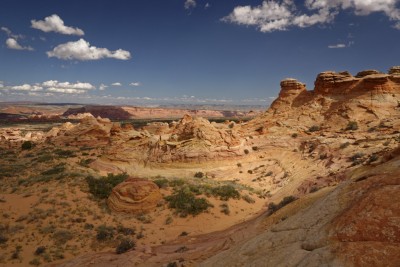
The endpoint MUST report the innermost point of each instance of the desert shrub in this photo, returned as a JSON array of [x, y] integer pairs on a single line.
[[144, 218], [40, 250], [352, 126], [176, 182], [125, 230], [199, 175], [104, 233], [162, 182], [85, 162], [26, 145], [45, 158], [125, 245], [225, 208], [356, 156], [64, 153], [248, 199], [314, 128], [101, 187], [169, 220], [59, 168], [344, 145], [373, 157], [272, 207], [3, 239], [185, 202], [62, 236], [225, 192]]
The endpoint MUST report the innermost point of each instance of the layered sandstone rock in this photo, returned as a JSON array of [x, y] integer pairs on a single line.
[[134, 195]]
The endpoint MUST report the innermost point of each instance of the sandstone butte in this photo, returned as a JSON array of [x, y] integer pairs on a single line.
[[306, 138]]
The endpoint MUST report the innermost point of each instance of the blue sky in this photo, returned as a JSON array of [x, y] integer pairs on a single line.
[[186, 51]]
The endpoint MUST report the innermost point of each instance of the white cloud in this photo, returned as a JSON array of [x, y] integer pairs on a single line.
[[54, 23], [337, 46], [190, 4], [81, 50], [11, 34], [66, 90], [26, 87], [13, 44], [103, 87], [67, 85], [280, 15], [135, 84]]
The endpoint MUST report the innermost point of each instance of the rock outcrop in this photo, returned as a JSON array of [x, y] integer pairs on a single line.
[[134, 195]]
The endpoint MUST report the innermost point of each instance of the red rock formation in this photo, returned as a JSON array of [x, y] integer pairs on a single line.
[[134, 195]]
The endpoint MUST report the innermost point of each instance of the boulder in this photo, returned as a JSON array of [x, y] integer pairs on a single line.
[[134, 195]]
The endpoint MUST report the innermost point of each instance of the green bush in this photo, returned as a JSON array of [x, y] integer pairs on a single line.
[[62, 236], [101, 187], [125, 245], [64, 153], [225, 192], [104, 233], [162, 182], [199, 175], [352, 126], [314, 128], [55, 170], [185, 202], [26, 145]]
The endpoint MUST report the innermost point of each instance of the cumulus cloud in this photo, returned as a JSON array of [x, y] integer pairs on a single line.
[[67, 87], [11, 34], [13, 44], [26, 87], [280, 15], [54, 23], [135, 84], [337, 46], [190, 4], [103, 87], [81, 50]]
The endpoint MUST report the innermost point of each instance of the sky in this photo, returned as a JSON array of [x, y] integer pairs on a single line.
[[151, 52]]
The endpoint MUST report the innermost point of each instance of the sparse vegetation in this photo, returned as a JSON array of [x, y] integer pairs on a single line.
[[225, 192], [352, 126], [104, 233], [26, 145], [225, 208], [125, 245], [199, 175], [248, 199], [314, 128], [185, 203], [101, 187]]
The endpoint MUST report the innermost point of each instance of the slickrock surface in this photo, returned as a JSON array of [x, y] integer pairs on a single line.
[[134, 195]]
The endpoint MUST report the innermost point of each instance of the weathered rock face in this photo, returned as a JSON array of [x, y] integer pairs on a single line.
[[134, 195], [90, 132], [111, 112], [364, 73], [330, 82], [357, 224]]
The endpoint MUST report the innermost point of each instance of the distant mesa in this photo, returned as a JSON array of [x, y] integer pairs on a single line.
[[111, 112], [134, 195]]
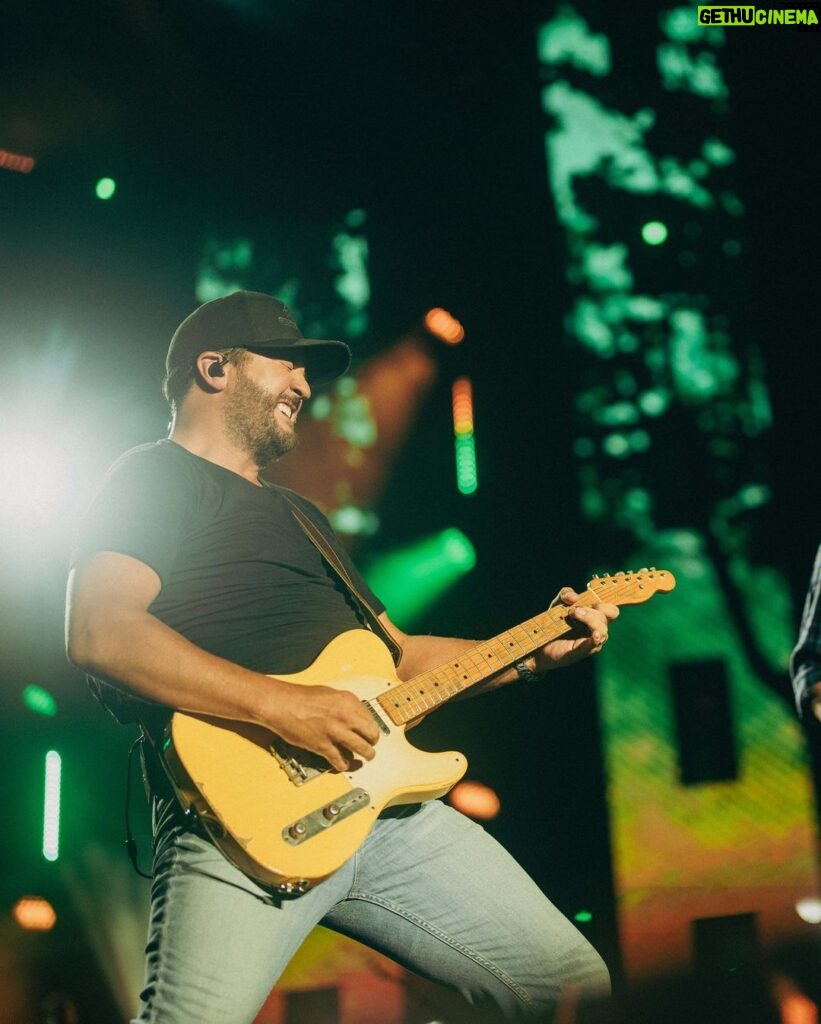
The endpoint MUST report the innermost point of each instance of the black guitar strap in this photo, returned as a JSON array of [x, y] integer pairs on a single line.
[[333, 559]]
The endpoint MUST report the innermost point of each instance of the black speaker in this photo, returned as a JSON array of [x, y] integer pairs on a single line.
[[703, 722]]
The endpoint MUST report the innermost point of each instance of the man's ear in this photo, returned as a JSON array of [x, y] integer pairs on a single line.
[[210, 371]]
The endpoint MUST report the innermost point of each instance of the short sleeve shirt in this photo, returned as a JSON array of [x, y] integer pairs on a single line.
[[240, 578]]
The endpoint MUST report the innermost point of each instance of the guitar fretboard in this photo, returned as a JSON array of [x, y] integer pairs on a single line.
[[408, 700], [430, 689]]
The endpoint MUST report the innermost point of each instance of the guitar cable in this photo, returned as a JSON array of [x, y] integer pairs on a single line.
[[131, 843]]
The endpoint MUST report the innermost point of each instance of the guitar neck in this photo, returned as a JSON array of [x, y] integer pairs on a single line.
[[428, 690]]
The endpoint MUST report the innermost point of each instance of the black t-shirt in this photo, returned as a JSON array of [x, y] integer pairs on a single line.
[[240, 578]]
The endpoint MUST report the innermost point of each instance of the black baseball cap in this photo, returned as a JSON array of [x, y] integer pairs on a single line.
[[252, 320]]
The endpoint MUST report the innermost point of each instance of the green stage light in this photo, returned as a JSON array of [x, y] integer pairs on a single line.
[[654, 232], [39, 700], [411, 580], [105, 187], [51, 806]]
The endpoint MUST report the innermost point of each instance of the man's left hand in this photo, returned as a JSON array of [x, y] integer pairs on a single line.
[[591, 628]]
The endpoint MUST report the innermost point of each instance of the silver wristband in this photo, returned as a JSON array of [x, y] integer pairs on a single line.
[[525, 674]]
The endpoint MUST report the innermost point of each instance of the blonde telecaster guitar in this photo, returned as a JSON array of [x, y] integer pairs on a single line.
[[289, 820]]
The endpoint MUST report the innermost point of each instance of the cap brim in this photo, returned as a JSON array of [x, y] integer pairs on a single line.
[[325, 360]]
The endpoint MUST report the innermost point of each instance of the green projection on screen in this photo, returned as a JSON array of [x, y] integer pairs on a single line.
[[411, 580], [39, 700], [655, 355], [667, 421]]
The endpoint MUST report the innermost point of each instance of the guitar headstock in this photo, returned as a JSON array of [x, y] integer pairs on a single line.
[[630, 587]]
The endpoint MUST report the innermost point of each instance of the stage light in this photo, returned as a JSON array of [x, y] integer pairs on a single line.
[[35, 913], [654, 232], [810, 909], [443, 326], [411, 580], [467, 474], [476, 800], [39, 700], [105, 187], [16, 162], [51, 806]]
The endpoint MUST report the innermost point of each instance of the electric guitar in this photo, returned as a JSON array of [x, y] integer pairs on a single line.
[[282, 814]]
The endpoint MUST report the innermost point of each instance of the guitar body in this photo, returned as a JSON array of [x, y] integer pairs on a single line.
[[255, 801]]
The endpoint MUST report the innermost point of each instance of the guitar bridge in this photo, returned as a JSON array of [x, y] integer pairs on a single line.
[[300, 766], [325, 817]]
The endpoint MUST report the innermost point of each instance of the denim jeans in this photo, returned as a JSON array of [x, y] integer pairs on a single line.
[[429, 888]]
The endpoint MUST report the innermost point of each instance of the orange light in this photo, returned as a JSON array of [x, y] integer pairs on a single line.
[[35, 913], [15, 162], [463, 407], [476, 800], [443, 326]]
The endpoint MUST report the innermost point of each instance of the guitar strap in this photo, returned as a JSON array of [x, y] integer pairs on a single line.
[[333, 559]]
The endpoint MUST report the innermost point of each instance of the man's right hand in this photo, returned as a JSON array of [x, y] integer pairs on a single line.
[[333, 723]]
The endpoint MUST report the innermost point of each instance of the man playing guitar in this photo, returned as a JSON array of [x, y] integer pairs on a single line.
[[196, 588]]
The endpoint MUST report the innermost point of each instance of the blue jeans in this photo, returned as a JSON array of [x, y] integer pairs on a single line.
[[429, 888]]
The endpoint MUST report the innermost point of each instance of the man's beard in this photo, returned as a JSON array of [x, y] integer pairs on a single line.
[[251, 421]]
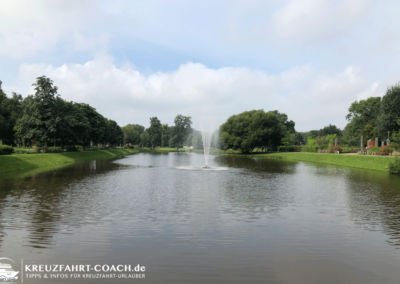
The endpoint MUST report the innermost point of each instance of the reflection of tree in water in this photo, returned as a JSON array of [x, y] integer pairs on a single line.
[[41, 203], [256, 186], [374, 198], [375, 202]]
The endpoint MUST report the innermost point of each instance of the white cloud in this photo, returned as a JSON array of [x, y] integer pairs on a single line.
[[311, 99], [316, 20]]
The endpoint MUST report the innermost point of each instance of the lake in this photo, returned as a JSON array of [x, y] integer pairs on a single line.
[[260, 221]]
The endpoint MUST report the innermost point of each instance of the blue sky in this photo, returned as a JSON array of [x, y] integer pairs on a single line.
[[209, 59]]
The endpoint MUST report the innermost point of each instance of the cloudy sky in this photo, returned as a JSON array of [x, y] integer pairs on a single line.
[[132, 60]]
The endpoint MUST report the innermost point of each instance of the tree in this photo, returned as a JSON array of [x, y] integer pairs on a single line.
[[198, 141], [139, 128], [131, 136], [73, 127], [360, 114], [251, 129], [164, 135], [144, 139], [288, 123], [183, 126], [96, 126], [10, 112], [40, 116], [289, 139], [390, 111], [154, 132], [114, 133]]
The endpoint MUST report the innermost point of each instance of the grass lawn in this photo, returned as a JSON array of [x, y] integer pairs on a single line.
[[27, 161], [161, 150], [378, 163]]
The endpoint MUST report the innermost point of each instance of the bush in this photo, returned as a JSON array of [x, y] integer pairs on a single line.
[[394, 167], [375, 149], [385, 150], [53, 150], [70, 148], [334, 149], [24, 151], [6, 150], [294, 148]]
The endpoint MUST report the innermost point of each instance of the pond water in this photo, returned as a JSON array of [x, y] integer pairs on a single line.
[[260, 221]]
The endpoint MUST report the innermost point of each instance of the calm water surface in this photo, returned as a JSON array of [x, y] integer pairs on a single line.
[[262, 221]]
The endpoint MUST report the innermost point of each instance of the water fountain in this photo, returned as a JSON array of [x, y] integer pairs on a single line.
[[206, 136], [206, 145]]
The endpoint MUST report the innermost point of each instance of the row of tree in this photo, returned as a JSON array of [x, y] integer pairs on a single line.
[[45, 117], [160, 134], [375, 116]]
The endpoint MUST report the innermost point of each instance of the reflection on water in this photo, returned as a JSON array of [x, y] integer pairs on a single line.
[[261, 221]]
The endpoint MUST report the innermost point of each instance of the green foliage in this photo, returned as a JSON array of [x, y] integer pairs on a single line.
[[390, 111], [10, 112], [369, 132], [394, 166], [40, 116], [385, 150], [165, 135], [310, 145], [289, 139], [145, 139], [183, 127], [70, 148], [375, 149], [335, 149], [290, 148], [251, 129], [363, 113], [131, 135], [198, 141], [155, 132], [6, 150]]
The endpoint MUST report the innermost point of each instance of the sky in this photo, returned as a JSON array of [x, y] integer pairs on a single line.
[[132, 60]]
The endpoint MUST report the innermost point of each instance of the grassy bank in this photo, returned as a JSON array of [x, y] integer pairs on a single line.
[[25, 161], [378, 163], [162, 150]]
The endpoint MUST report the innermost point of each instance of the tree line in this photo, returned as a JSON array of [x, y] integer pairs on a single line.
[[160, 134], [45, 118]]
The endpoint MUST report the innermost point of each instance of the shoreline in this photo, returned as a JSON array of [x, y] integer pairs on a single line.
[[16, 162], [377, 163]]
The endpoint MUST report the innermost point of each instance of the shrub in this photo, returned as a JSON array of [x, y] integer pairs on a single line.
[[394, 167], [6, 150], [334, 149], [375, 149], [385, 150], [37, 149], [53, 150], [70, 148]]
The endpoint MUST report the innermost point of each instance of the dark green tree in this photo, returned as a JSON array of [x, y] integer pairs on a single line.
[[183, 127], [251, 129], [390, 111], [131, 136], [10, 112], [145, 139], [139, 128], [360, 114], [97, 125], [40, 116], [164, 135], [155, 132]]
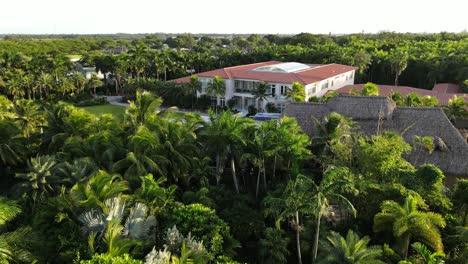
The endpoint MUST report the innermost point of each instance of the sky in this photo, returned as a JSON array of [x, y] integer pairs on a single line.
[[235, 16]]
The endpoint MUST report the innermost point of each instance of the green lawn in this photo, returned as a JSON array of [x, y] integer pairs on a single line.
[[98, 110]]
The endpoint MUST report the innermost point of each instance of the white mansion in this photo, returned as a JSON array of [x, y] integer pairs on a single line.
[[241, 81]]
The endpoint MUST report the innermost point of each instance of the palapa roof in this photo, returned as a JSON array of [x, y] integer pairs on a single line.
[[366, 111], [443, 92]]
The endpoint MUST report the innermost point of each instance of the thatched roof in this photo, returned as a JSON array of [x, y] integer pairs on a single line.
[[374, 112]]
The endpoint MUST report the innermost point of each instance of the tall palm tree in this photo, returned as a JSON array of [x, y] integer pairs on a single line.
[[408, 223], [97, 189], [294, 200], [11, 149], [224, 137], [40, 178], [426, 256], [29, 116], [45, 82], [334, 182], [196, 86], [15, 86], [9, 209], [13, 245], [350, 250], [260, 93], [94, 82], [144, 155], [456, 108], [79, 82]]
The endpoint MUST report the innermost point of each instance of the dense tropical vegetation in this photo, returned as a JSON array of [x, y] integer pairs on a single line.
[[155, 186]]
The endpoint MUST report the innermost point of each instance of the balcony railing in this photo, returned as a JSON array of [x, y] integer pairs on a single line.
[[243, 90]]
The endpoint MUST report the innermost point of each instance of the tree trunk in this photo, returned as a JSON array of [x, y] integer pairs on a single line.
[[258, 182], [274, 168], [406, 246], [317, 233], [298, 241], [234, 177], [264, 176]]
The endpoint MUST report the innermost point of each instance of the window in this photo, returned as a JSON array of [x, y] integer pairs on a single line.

TO DO:
Reproduce the listing above verbatim, from the line with "the tree in" up to and including the line with "[[27, 161], [161, 150], [378, 163]]".

EXERCISE OUTPUT:
The endpoint MUST report the innermost point of each instance of the tree in this photo, returned as a JSON array of [x, y] integer pairs on a single line.
[[198, 141], [139, 128], [131, 136], [73, 127], [360, 114], [251, 129], [164, 135], [144, 139], [288, 123], [183, 126], [96, 126], [10, 112], [40, 116], [289, 139], [390, 111], [154, 132], [114, 133]]
The endpoint MUST report the innermost point of each instance of the grass lawn in this photo, returned as a JSON array of [x, y] integer pairs on a single line.
[[27, 161], [161, 150], [378, 163]]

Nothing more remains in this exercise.